### Supplied text
________

[Source: Hyundai Motor Group]
South Korean auto conglomerate Hyundai Motor Group will integrate its connected car service brands of each unit into one to meet the growing demand for advanced connected car services that have become a core feature consumers consider when buying cars.
According to industry sources on Monday, Hyundai Motor’s Bluelink, Kia’s UVO and Genesis Connected Services will soon be managed under one connected service brand to allow Hyundai, Kia and Genesis drivers to connect their vehicles’ infotainment system with a unified smartphone app for the remote control of vehicle doors, windows and heating, ventilation and air conditioning system.
Hyundai Motor Group launched its first connected car service Mozen, which was also the country’s first telematics service, in 2003. Then Hyundai Motor and Kia launched their own connected car service brands in 2012, and Genesis in 2017.
It is not decided when the Korean auto giant would launch its single connected car service brand, but it would not be long as it has set a goal to secure 10 million membership users to its connected car services this year. It now offers the service in Korea, the U.S., China, Canada, India, Europe and Russia and plans to expand the service coverage to all countries across the world. Under the scheme, Hyundai Motor Group has forged a partnership with U.S. chipmaker Nvidia to deploy its advanced in-vehicle infotainment system in all its new vehicles.
Over-the-air update is now available for almost every finished vehicle of Hyundai, Kia and Genesis. Software updates for car repair and maintenance only are required to be done manually at each brand’s service center, except for Genesis’ first all-electric GV60 SUV with the over-the-air update option under the first regulatory sandbox case.
Finished carmakers have been actively seeking an integrated connected car service for their brands. Porsche recently launched an integrated app My Porsche in 25 languages for 47 countries to allow drivers to remotely control and check the fueling/charging conditions, driving range, current location and others of all Porsche models released after 2016.
Japanese automaker Toyota Motor plans to launch its own operating system dubbed Arene by 2025 to handle advanced operations such as autonomous driving, battery management, entertainment and navigation. Its affiliates such as Subaru, as well as its suppliers and independent startup developers will be able to use Arene in the future, and Toyota now is mulling a licensing model to make its automotive software platform Arene available to other car makers for revenue generation.

________

### Work task 1
From the article about Hyundai's connected car services, write out the passage between "Finished carmakers have" and "for revenue generation.", inclusive.
### Work task 2
According to the article about Hyundai's connected car services, in what year did Hyundai Motor Group launch its first connected car service, Mozen?
Rely only on the article about Hyundai's connected car services.

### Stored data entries

________

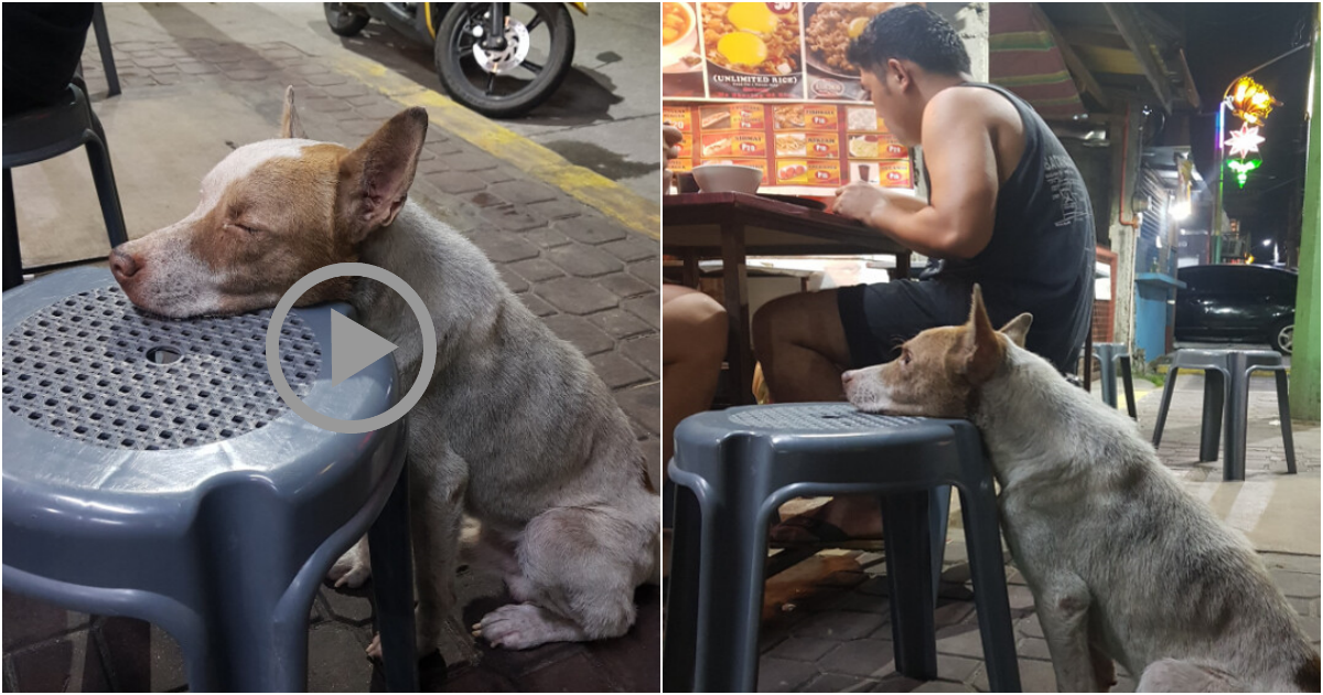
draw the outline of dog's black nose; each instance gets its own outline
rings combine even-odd
[[[115,275],[116,281],[123,282],[138,274],[138,261],[134,261],[132,255],[115,249],[110,252],[110,274]]]

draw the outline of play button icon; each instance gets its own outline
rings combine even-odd
[[[290,310],[294,308],[294,303],[298,302],[299,298],[315,285],[333,278],[343,278],[345,275],[374,279],[386,287],[390,287],[400,297],[402,297],[405,303],[409,304],[409,308],[413,310],[414,318],[418,320],[418,330],[421,331],[421,335],[437,335],[437,327],[431,322],[431,312],[427,311],[427,304],[423,304],[418,293],[415,293],[414,289],[398,275],[384,267],[368,263],[335,263],[303,275],[299,282],[295,282],[294,286],[290,287],[283,297],[280,297],[275,308],[271,310],[271,318],[269,319],[266,327],[266,369],[267,373],[271,375],[271,384],[275,385],[275,392],[280,394],[280,400],[283,400],[284,404],[288,405],[290,409],[299,417],[331,432],[339,432],[341,434],[360,434],[381,429],[396,420],[400,420],[414,405],[418,405],[418,401],[422,400],[423,392],[427,391],[427,384],[431,383],[433,373],[437,371],[437,342],[422,342],[422,360],[419,360],[418,376],[414,379],[413,387],[409,388],[409,393],[405,393],[404,397],[400,398],[400,402],[392,405],[385,413],[376,414],[365,420],[340,420],[314,410],[308,404],[299,400],[299,397],[294,393],[294,389],[290,388],[288,380],[284,379],[284,371],[280,369],[280,327],[284,324],[284,318],[290,315]],[[323,343],[323,349],[325,347],[325,343]],[[369,364],[400,349],[400,346],[396,346],[390,340],[386,340],[363,326],[359,326],[353,322],[353,319],[349,319],[344,314],[332,310],[329,348],[329,388],[335,388],[344,381],[353,379],[353,375],[361,372]]]
[[[363,371],[364,367],[390,355],[400,346],[349,320],[339,311],[331,311],[331,385]]]

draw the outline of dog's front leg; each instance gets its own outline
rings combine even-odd
[[[1089,586],[1076,575],[1045,577],[1035,602],[1060,692],[1098,692],[1089,646]]]
[[[448,446],[438,449],[439,455],[433,450],[430,459],[421,459],[410,469],[422,479],[422,485],[410,487],[413,500],[409,504],[419,654],[437,647],[442,627],[455,608],[459,531],[468,488],[467,463]]]

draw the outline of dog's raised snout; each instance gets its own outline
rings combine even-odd
[[[132,255],[115,249],[110,252],[110,273],[115,279],[123,282],[138,273],[138,261]]]

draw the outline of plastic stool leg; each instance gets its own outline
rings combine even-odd
[[[106,233],[110,248],[128,241],[124,228],[124,213],[119,207],[119,191],[115,188],[115,171],[110,165],[110,148],[99,138],[87,140],[87,162],[91,164],[91,177],[97,184],[97,200],[101,201],[101,216],[106,220]]]
[[[946,557],[946,531],[951,518],[951,486],[929,490],[929,533],[933,539],[933,596],[942,585],[942,560]]]
[[[1204,420],[1199,436],[1199,461],[1217,461],[1228,385],[1226,375],[1221,369],[1204,371]]]
[[[1245,373],[1245,355],[1232,352],[1228,360],[1228,402],[1225,412],[1226,442],[1222,451],[1222,479],[1245,479],[1245,440],[1249,426],[1249,375]]]
[[[4,169],[4,289],[22,285],[22,257],[19,254],[19,216],[13,208],[13,173]]]
[[[1286,445],[1286,473],[1295,473],[1295,440],[1291,437],[1291,400],[1286,392],[1286,371],[1277,369],[1277,414],[1282,420],[1282,443]]]
[[[962,490],[960,510],[964,515],[964,543],[970,555],[988,686],[992,692],[1020,692],[1020,665],[1015,655],[1015,629],[1005,593],[1005,559],[1002,556],[996,496],[991,482],[986,487]]]
[[[699,500],[684,486],[675,486],[675,533],[671,536],[671,588],[667,596],[665,639],[662,645],[671,692],[693,690],[693,649],[697,643],[699,549],[703,523]]]
[[[1130,357],[1122,355],[1117,357],[1121,363],[1121,383],[1126,387],[1126,410],[1130,413],[1130,420],[1139,420],[1139,412],[1135,409],[1135,380],[1130,373]]]
[[[886,579],[890,584],[896,670],[918,680],[937,678],[937,594],[929,535],[929,492],[896,492],[882,503]]]
[[[753,692],[758,686],[767,528],[757,519],[757,504],[741,510],[746,500],[724,502],[706,510],[712,514],[701,527],[693,687],[700,692]]]
[[[409,466],[386,506],[368,530],[372,593],[377,604],[377,633],[392,692],[418,691],[418,643],[414,635],[413,555],[409,539]]]
[[[1158,422],[1154,425],[1154,449],[1162,441],[1162,428],[1167,424],[1167,410],[1171,408],[1171,396],[1176,392],[1176,375],[1180,369],[1172,367],[1167,369],[1167,384],[1162,388],[1162,405],[1158,406]]]

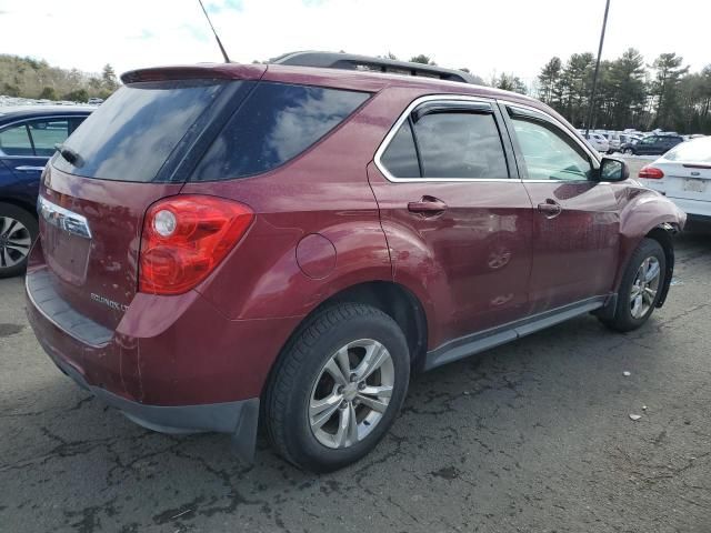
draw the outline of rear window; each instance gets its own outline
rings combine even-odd
[[[76,164],[60,155],[52,164],[88,178],[153,181],[221,89],[210,80],[122,87],[67,139],[64,145],[79,154]]]
[[[318,142],[369,95],[261,82],[218,135],[191,180],[226,180],[272,170]]]
[[[671,152],[667,152],[668,161],[683,161],[690,163],[711,163],[711,137],[679,144]]]

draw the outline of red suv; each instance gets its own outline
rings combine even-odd
[[[124,74],[43,173],[49,356],[143,426],[249,456],[261,423],[330,471],[413,371],[589,312],[642,325],[685,215],[542,103],[410,67]]]

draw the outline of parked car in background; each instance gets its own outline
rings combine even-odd
[[[620,145],[617,148],[617,151],[622,151],[622,147],[624,144],[635,144],[642,140],[642,135],[633,135],[631,133],[620,133],[618,135],[620,138]]]
[[[365,59],[418,76],[307,52],[121,77],[40,190],[28,315],[66,374],[243,456],[261,416],[323,472],[383,438],[411,372],[663,304],[684,214],[624,162],[534,99]]]
[[[0,278],[24,270],[38,233],[40,174],[54,144],[64,142],[94,108],[0,108]]]
[[[634,143],[622,144],[622,153],[628,155],[661,155],[684,142],[680,135],[648,135]]]
[[[691,219],[711,222],[711,137],[679,144],[643,167],[639,177]]]
[[[585,133],[584,131],[581,133],[582,137],[600,153],[608,153],[610,151],[610,142],[605,139],[602,133],[595,133],[591,131],[590,133]]]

________

### Answer section 1
Finished carmakers have been actively seeking an integrated connected car service for their brands. Porsche recently launched an integrated app My Porsche in 25 languages for 47 countries to allow drivers to remotely control and check the fueling/charging conditions, driving range, current location and others of all Porsche models released after 2016.
Japanese automaker Toyota Motor plans to launch its own operating system dubbed Arene by 2025 to handle advanced operations such as autonomous driving, battery management, entertainment and navigation. Its affiliates such as Subaru, as well as its suppliers and independent startup developers will be able to use Arene in the future, and Toyota now is mulling a licensing model to make its automotive software platform Arene available to other car makers for revenue generation.

### Answer section 2
2003